[SOURCE DOCUMENT]

Total TimePrep: 30 min. Grill: 5 min.
- 1/2 cup balsamic vinegar
- 1-1/2 cups chopped and seeded plum tomatoes
- 2 tablespoons finely chopped shallot
- 1 tablespoon minced fresh basil
- 2 teaspoons plus 3 tablespoons olive oil, divided
- 1 garlic clove, minced
- 16 slices French bread baguette (1/2 inch thick)
- Sea salt and grated Parmesan cheese
- In a small saucepan, bring vinegar to a boil; cook until liquid is reduced to 3 tablespoons, 8-10 minutes. Remove from heat. Meanwhile, combine tomatoes, shallot, basil, 2 teaspoons olive oil and garlic. Cover and refrigerate until serving.
- Brush remaining oil over both sides of baguette slices. Grill, uncovered, over medium heat until golden brown on both sides.

[TASKS FOR THIS EXERCISE]
a) In the grilled baguette recipe, turn the step that begins "In a small saucepan, bring vinegar to a boil" into a short list of steps that keeps its main facts.
b) Carry on the grilled baguette recipe from the point where it stops.

[DATASET EXCERPTS]
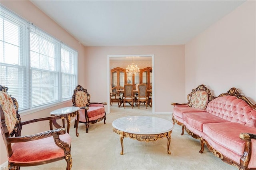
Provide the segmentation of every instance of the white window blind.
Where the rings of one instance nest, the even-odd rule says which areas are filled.
[[[67,99],[72,95],[76,87],[76,68],[77,52],[70,47],[62,44],[61,46],[61,80],[62,99]]]
[[[0,10],[0,83],[18,100],[19,107],[28,108],[26,69],[27,23],[1,8]]]
[[[32,107],[60,101],[60,42],[33,26],[30,36]]]
[[[77,51],[0,5],[0,84],[20,111],[71,99]]]

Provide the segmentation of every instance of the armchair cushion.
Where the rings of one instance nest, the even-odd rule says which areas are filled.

[ANSWER LIST]
a)
- Boil the vinegar in a small saucepan and cook it down to 3 tablespoons, 8-10 minutes, then take it off the heat.
- Meanwhile, mix the tomatoes, shallot, basil, garlic and 2 teaspoons of the olive oil.
- Cover the tomato mixture and refrigerate it until serving.

b)
- Top toasts with tomato mixture. Drizzle with balsamic syrup; sprinkle with sea salt and Parmesan. Serve immediately.
Nutrition Facts1 appetizer: 58 calories, 3g fat (0 saturated fat), 0 cholesterol, 49mg sodium, 7g carbohydrate (3g sugars, 0 fiber), 1g protein. Diabetic Exchanges: 1/2 starch, 1/2 fat.
Aug 28, 2019
I really loved this bruschetta recipe! A couple of items to note: There was enough topping for about 12 slices of bread so 16 servings may be stretching a bit. Do not reduce the balsamic vinegar too far in advance as it does thicken considerably when cooled.